* Short task A: Copy the Helix issue about exiting insert mode in full, word for word.

* Given passage:
==================================================

Open nitish-17 opened 2 years ago

nitish-17 commented 2 years ago

Summary

I'm using jf to exit insert mode. When I insert anything that ends with j (not jj) and try to exit insert mode with jf I end up inserting jf and remain in insert mode. To overcome this I usually end up pressing escape key twice to exit insert mode which is not ideal.

Reproduction Steps

context: I'm using jf to exit insert mode.

I tried this:

I expected this to happen:

Instead, this happened:

Helix log

No response

Platform

Linux

Terminal Emulator

gnome terminal

Helix Version

helix 22.03 (d4e45fd4)

n0s4 commented 2 years ago

I guess the solution would be when the next key doesn't match the keybind, instead of inserting it you check again to see if it's the start of another key combination?

the-mikedavis commented 2 years ago

That might work but I like the current system where a key not found in a pending key sequence cancels the sequence (see here).

Kakoune has an interesting way of approaching this: https://github.com/mawww/kakoune/wiki/Avoid-the-escape-key#jk-to-escape. It maps k to a hook that deletes the preceeding jk sequence if it exists, and if it existed it goes to normal mode. I don't think we can create a similar keybinding without scripting support for config though.

==================================================

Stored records
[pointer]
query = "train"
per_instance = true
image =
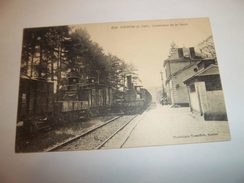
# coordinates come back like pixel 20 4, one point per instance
pixel 40 108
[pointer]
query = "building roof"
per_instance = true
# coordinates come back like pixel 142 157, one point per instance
pixel 209 71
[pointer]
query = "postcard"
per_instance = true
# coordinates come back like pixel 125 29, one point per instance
pixel 119 85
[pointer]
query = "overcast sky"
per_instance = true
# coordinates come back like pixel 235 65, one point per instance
pixel 146 43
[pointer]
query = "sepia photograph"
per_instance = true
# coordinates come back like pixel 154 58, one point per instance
pixel 119 85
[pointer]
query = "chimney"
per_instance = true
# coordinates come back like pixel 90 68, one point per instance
pixel 180 53
pixel 129 83
pixel 192 53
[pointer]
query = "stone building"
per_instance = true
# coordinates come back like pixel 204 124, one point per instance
pixel 205 92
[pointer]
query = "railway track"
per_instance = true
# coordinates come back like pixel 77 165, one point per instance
pixel 95 138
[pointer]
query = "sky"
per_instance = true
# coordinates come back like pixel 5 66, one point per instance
pixel 146 44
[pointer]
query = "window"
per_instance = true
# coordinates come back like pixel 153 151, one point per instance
pixel 213 83
pixel 192 88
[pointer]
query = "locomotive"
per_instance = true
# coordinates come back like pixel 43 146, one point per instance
pixel 40 108
pixel 134 99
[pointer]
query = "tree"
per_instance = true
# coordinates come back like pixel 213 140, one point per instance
pixel 207 48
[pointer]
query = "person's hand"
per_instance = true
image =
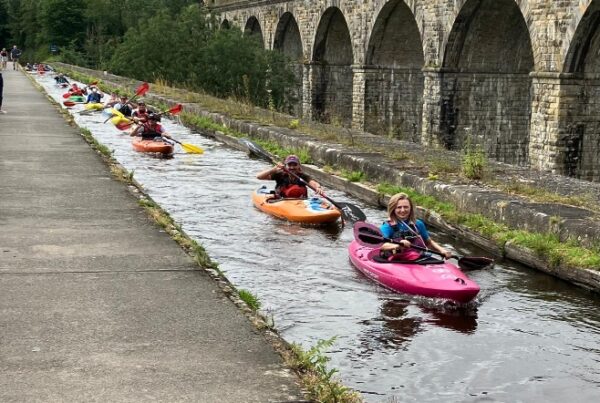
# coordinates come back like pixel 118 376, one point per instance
pixel 447 254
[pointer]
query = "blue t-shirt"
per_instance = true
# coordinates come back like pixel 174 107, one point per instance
pixel 403 230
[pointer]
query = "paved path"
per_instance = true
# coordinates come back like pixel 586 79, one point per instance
pixel 96 302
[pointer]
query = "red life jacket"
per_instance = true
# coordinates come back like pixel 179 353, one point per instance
pixel 293 192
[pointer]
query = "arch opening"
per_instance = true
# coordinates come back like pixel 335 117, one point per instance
pixel 486 87
pixel 579 127
pixel 332 70
pixel 394 82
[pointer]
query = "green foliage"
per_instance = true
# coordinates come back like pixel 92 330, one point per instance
pixel 354 176
pixel 250 299
pixel 323 386
pixel 294 124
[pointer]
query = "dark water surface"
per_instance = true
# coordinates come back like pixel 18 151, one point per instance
pixel 527 338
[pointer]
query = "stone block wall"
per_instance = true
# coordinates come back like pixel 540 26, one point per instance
pixel 393 103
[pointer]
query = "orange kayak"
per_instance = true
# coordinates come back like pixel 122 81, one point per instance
pixel 152 146
pixel 313 210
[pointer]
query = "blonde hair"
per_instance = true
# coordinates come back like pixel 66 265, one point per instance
pixel 394 202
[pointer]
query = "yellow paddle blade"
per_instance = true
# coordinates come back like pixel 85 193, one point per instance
pixel 192 149
pixel 115 120
pixel 117 113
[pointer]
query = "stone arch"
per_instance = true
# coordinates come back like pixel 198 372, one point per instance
pixel 254 30
pixel 394 79
pixel 288 40
pixel 486 88
pixel 332 69
pixel 580 125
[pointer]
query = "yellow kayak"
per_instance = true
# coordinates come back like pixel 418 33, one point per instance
pixel 313 210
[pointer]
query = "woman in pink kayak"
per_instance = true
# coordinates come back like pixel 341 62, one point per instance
pixel 405 229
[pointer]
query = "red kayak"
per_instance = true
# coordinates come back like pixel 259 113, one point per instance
pixel 434 279
pixel 152 146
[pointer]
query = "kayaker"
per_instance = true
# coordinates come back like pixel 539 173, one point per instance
pixel 1 91
pixel 75 90
pixel 140 114
pixel 151 129
pixel 405 229
pixel 94 97
pixel 112 100
pixel 287 184
pixel 61 79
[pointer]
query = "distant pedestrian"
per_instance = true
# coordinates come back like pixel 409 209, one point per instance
pixel 15 54
pixel 1 91
pixel 3 58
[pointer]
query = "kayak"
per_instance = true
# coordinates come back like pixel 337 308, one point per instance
pixel 435 279
pixel 311 211
pixel 108 112
pixel 94 106
pixel 119 119
pixel 152 146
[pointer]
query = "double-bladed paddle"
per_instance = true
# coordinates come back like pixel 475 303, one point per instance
pixel 349 211
pixel 369 235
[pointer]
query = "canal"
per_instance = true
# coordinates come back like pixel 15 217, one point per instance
pixel 528 336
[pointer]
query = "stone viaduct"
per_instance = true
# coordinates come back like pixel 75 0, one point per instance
pixel 521 78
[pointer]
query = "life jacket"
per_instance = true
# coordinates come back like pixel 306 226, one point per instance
pixel 409 232
pixel 125 110
pixel 289 186
pixel 293 192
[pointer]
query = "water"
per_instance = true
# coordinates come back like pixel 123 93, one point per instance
pixel 527 338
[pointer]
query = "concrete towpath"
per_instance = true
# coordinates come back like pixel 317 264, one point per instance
pixel 96 302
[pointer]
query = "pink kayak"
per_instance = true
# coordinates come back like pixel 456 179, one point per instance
pixel 436 280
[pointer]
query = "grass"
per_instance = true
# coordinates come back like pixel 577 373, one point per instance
pixel 549 247
pixel 473 165
pixel 321 382
pixel 354 176
pixel 250 299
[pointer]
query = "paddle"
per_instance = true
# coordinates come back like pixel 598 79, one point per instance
pixel 189 148
pixel 124 125
pixel 369 235
pixel 141 90
pixel 349 211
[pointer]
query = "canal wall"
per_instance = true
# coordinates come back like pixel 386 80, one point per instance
pixel 567 222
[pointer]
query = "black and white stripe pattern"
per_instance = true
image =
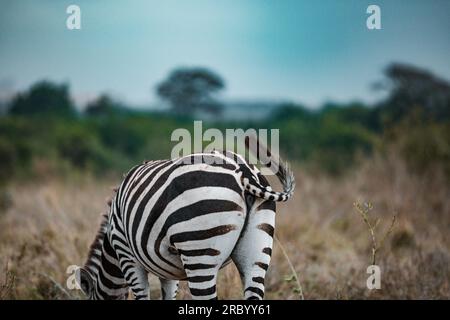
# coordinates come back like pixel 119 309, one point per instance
pixel 184 220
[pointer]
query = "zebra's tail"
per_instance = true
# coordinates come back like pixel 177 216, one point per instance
pixel 284 174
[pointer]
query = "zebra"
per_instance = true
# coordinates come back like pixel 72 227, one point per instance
pixel 185 220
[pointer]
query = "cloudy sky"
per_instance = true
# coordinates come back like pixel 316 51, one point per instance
pixel 305 51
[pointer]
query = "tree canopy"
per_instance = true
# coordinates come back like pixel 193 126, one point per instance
pixel 191 89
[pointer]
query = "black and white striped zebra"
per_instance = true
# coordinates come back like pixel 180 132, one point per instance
pixel 184 221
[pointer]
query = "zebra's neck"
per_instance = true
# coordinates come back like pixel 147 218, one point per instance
pixel 103 266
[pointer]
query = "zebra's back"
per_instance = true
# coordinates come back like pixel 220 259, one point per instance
pixel 173 210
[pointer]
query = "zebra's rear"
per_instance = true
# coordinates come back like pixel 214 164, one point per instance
pixel 183 220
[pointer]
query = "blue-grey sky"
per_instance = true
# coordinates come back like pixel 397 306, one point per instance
pixel 305 51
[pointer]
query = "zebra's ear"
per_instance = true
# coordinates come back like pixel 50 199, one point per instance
pixel 85 281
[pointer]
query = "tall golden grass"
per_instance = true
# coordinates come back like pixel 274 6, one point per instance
pixel 51 223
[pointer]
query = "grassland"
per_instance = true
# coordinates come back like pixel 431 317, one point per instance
pixel 49 225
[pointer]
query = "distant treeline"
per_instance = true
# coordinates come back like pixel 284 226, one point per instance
pixel 43 133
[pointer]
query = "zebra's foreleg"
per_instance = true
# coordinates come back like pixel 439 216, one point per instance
pixel 169 289
pixel 136 277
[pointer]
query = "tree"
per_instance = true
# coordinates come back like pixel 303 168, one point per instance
pixel 191 89
pixel 414 88
pixel 44 97
pixel 102 106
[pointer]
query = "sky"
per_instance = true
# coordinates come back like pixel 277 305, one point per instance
pixel 308 52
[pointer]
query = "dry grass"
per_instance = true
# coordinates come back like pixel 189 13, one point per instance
pixel 51 224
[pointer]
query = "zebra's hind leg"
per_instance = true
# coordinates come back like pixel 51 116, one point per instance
pixel 253 252
pixel 202 279
pixel 169 289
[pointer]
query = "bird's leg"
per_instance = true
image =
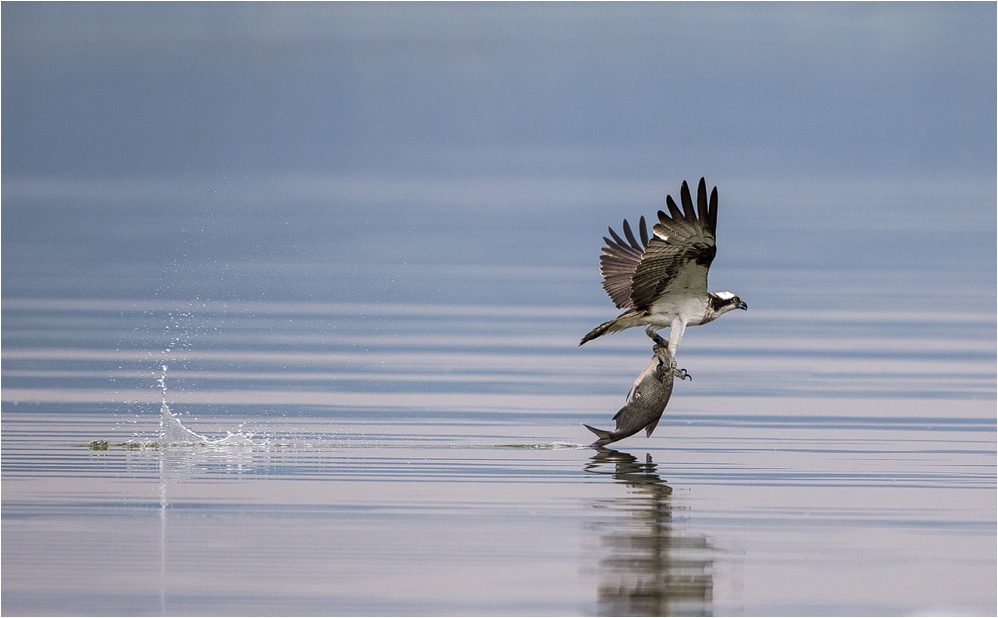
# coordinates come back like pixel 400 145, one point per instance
pixel 651 332
pixel 662 348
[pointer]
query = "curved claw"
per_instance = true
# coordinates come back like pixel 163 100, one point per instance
pixel 682 374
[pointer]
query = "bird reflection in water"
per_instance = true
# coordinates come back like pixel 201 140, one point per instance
pixel 651 569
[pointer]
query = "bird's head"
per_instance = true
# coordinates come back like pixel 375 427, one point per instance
pixel 723 302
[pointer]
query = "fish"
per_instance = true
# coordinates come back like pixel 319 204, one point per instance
pixel 647 399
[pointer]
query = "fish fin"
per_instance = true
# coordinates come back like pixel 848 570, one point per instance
pixel 651 427
pixel 605 437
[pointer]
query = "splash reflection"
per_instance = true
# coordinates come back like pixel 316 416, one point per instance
pixel 649 568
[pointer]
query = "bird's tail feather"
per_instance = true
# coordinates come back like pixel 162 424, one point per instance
pixel 605 437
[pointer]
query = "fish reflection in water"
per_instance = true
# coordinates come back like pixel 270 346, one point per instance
pixel 651 568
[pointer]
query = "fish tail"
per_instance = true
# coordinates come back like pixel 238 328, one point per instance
pixel 605 437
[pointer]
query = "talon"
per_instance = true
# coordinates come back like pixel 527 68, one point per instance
pixel 651 332
pixel 682 374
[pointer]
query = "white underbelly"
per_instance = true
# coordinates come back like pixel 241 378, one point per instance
pixel 692 310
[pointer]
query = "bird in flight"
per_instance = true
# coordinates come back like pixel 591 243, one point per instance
pixel 662 281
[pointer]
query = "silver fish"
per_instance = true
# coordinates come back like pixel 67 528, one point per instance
pixel 647 400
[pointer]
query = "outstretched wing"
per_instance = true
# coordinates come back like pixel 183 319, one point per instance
pixel 619 261
pixel 678 256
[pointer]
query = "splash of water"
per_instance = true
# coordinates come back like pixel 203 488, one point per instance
pixel 173 433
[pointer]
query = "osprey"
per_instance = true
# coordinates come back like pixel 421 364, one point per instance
pixel 662 281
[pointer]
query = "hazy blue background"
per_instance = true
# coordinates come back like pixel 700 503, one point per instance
pixel 369 235
pixel 211 139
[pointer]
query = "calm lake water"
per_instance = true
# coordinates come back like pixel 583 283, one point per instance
pixel 392 435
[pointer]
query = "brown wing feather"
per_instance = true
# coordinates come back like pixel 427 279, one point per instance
pixel 683 247
pixel 637 273
pixel 619 260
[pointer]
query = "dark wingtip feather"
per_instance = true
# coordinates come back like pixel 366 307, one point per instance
pixel 712 212
pixel 673 210
pixel 620 241
pixel 630 236
pixel 702 211
pixel 687 200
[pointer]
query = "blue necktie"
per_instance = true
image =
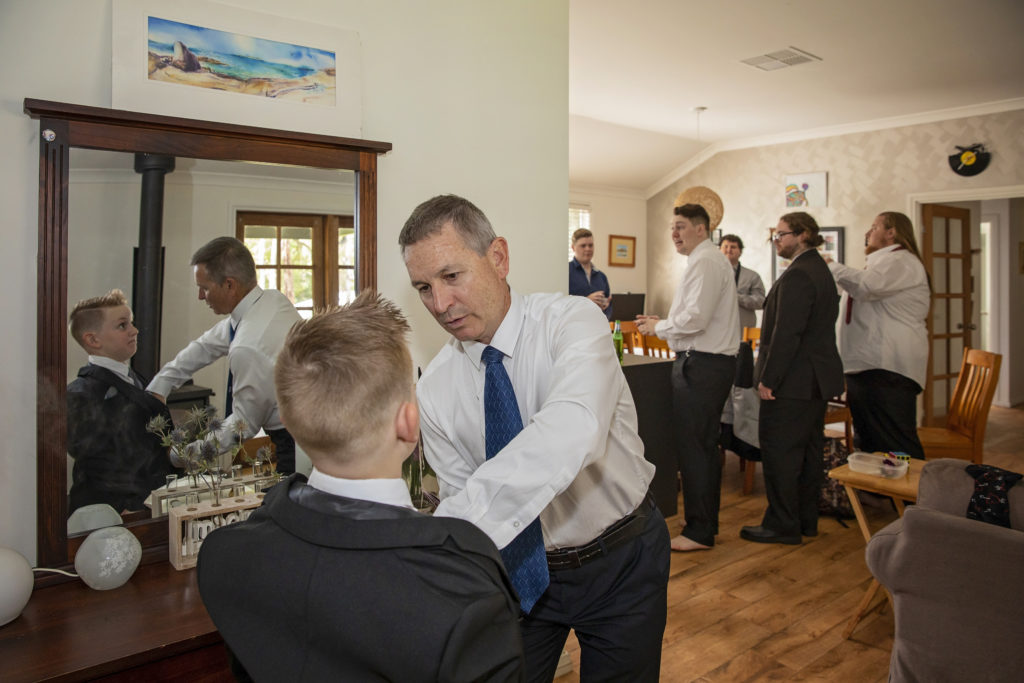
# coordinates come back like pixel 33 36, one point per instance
pixel 230 380
pixel 524 557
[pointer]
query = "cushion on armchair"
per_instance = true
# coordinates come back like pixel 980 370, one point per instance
pixel 946 486
pixel 956 584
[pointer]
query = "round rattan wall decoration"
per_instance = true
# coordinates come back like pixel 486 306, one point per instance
pixel 707 198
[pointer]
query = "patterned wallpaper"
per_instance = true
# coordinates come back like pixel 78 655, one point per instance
pixel 868 172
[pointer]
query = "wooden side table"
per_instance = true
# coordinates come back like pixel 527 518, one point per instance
pixel 903 488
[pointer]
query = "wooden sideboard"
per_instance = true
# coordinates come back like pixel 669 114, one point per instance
pixel 154 628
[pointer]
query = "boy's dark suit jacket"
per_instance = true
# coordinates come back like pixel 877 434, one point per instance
pixel 117 461
pixel 314 587
pixel 798 357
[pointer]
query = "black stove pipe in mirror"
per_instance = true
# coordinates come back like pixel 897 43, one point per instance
pixel 147 290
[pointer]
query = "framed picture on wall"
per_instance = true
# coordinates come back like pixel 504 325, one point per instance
pixel 207 60
pixel 622 251
pixel 833 247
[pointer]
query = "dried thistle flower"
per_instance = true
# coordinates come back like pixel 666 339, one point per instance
pixel 158 425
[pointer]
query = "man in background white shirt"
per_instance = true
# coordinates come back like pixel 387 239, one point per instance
pixel 702 329
pixel 750 288
pixel 578 464
pixel 883 336
pixel 251 336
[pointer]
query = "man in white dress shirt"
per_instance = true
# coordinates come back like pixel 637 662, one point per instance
pixel 360 586
pixel 578 464
pixel 251 336
pixel 702 329
pixel 883 336
pixel 750 288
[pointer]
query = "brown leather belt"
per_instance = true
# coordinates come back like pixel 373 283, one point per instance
pixel 623 530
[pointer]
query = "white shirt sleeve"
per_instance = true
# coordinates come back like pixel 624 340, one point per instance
pixel 754 299
pixel 198 354
pixel 697 297
pixel 882 279
pixel 577 382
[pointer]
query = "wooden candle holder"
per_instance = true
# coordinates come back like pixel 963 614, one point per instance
pixel 190 524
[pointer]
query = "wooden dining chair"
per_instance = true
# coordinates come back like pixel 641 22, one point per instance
pixel 964 434
pixel 656 347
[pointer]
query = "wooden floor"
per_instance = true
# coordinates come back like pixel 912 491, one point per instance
pixel 747 611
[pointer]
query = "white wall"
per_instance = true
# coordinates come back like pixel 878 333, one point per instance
pixel 473 95
pixel 1016 286
pixel 616 212
pixel 868 172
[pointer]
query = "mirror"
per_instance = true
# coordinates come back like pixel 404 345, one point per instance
pixel 67 127
pixel 202 200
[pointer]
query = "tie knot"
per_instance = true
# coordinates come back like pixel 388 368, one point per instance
pixel 492 354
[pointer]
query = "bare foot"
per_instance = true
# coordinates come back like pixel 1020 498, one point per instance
pixel 683 545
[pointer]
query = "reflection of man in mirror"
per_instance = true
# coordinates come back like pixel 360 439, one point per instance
pixel 117 461
pixel 251 336
pixel 435 582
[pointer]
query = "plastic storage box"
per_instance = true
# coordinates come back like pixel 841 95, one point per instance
pixel 885 466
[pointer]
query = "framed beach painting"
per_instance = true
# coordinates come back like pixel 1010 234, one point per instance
pixel 201 59
pixel 622 251
pixel 833 247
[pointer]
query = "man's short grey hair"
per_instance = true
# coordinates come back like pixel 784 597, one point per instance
pixel 226 257
pixel 431 217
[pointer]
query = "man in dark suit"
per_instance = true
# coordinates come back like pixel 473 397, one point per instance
pixel 117 461
pixel 339 578
pixel 798 370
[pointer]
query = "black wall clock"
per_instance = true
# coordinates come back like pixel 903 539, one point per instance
pixel 970 161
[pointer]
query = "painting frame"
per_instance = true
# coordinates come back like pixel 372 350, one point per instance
pixel 806 190
pixel 622 251
pixel 834 247
pixel 132 89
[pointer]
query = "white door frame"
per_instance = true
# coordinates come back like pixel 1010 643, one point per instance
pixel 999 296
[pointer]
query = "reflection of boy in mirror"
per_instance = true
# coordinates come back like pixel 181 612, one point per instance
pixel 348 541
pixel 117 461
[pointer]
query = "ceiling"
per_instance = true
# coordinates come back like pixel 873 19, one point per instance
pixel 638 69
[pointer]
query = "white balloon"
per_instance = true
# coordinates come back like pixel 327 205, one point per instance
pixel 15 584
pixel 92 516
pixel 108 558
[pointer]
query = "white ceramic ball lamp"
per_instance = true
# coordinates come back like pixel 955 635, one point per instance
pixel 15 584
pixel 108 558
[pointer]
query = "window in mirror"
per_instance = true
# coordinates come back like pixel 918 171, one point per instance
pixel 293 255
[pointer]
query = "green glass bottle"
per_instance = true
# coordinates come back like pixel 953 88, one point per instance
pixel 616 339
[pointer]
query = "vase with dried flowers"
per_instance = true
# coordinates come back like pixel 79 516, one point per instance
pixel 415 470
pixel 197 445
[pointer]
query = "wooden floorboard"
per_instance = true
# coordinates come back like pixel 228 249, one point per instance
pixel 745 611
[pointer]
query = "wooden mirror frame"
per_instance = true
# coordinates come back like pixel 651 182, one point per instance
pixel 65 126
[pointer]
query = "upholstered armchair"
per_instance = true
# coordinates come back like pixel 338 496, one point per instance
pixel 957 584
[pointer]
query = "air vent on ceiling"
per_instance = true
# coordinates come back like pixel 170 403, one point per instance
pixel 791 56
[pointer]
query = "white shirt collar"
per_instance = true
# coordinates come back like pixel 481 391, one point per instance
pixel 116 367
pixel 244 305
pixel 388 492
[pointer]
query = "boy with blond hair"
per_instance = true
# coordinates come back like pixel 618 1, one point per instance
pixel 339 578
pixel 117 461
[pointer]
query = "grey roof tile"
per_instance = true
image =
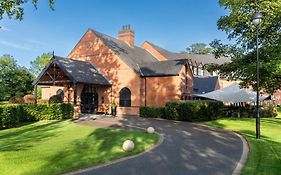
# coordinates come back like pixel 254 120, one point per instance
pixel 194 58
pixel 204 84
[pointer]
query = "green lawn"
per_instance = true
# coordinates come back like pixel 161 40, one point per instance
pixel 279 112
pixel 53 147
pixel 265 154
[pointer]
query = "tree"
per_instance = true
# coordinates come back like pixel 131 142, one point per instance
pixel 198 48
pixel 237 24
pixel 39 63
pixel 14 80
pixel 14 8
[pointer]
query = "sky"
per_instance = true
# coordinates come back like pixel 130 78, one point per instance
pixel 171 24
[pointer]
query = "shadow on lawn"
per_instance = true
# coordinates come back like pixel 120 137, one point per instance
pixel 26 137
pixel 100 146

==================================================

* Short task B: Render the listing, from its first line through the line containing "pixel 146 43", as a Markdown table with the columns Row and Line, giving each row a number. Skip blank lines, and leave the pictures out.

* Exercise output A:
Open nitish-17 opened 2 years ago

nitish-17 commented 2 years ago

Summary

I'm using jf to exit insert mode. When I insert anything that ends with j (not jj) and try to exit insert mode with jf I end up inserting jf and remain in insert mode. To overcome this I usually end up pressing escape key twice to exit insert mode which is not ideal.

Reproduction Steps

context: I'm using jf to exit insert mode.

I tried this:

I expected this to happen:

Instead, this happened:

Helix log

No response

Platform

Linux

Terminal Emulator

gnome terminal

Helix Version

helix 22.03 (d4e45fd4)

n0s4 commented 2 years ago

I guess the solution would be when the next key doesn't match the keybind, instead of inserting it you check again to see if it's the start of another key combination?

the-mikedavis commented 2 years ago

That might work but I like the current system where a key not found in a pending key sequence cancels the sequence (see here).

Kakoune has an interesting way of approaching this: https://github.com/mawww/kakoune/wiki/Avoid-the-escape-key#jk-to-escape. It maps k to a hook that deletes the preceeding jk sequence if it exists, and if it existed it goes to normal mode. I don't think we can create a similar keybinding without scripting support for config though.

* Exercise output B:
| Row | Line |
|---|---|
| 1 | [pointer] |
| 2 | query = "train" |
| 3 | per_instance = true |
| 4 | image = |
| 5 | # coordinates come back like pixel 20 4, one point per instance |
| 6 | pixel 40 108 |
| 7 | [pointer] |
| 8 | query = "building roof" |
| 9 | per_instance = true |
| 10 | # coordinates come back like pixel 142 157, one point per instance |
| 11 | pixel 209 71 |
| 12 | [pointer] |
| 13 | query = "postcard" |
| 14 | per_instance = true |
| 15 | # coordinates come back like pixel 125 29, one point per instance |
| 16 | pixel 119 85 |
| 17 | [pointer] |
| 18 | query = "overcast sky" |
| 19 | per_instance = true |
| 20 | # coordinates come back like pixel 235 65, one point per instance |
| 21 | pixel 146 43 |